* _Work to complete_
Can you copy the listing below word for word, leaving the pictures out of your copy?

* _Raw data_
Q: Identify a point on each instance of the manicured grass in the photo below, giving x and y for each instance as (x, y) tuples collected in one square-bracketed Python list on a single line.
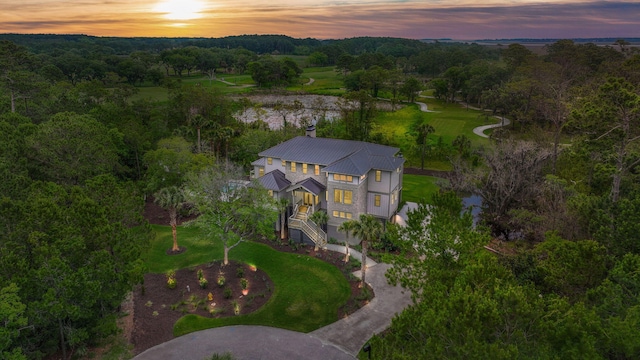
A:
[(416, 188), (306, 294), (326, 81)]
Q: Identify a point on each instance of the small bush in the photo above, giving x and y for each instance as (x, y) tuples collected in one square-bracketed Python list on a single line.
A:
[(227, 293)]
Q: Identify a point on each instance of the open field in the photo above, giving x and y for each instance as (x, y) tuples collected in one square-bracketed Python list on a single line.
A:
[(416, 188)]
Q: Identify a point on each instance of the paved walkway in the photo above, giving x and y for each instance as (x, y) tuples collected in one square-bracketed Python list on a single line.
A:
[(481, 129), (340, 340)]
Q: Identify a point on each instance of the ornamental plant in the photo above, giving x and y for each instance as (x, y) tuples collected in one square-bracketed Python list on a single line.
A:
[(171, 279)]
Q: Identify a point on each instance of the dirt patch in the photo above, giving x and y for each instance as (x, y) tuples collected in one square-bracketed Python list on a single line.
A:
[(157, 307), (154, 310)]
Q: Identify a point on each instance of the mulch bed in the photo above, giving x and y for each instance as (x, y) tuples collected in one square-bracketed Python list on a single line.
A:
[(156, 308)]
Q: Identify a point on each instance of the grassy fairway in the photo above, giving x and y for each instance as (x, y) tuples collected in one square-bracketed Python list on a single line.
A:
[(326, 81), (306, 292), (416, 188)]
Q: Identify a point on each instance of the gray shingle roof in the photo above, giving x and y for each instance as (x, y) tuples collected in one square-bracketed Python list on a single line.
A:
[(310, 184), (274, 180), (340, 156), (259, 162)]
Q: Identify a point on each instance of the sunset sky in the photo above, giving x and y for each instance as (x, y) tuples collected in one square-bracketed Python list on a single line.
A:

* _Output of the exercise_
Q: Identify a point on each instance of the manicured grass in the photo below, giving x and y for each instance as (x, y) tuples collected in one square-bracketed Python list on a single line.
A:
[(416, 188), (306, 294), (326, 81)]
Q: Identify a point on each instance of the small bush in the photo above, giving x and y for each instance as (x, y) tuples collected in one square-bracketed Python list on a single line.
A:
[(227, 293)]
Q: Identify a point on each instance of the open field in the photo above, giving x and y for each instance as (x, y) tuples collected in one square-bracketed Python list on a single line.
A:
[(416, 188)]
Q: Identify a point on each instance of the paved walkway in the photo above, giving x and y for each instance as (x, y) tuples collected in one square-bracketed Python list on a single line.
A:
[(481, 129), (340, 340)]
Q: Identify a point on each instance of the ornamental plant in the photo above, giving x and y for each instance as (x, y) tuples collected in one square-bracketed Python list on a single line.
A:
[(171, 279)]
Q: Identify a point on each instance of the dirt patch in the photo above, giving x and y for each instance as (x, y) tuples collected in one square-bracketed Python list on a single line.
A:
[(157, 307), (154, 310)]
Q: Identify a point on each instance of the mulch bed in the photo above, giving x and y for each instance as (x, y) tuples collected in one square-bracketed Python list on a single line.
A:
[(156, 308)]
Q: Identify a point on each instance of the grassy fairway in the photo above, giving x and y for each instance as (x, y) tuples collected in one square-bracketed Python list on a single line.
A:
[(326, 81), (306, 292), (416, 188)]
Q: Identify a point on each instance of the gray shingle roof in the photo above, giving x and y for each instance as (x, y) tuples collected in one square-bracketed Python list on a single line.
A:
[(310, 184), (274, 180), (340, 156), (259, 162)]
Q: Identify a point on each instance of the sunset sky in the photo above, giving x and y for each instance as (x, y) tuples collected in one square-bracketed Python list on a single line.
A:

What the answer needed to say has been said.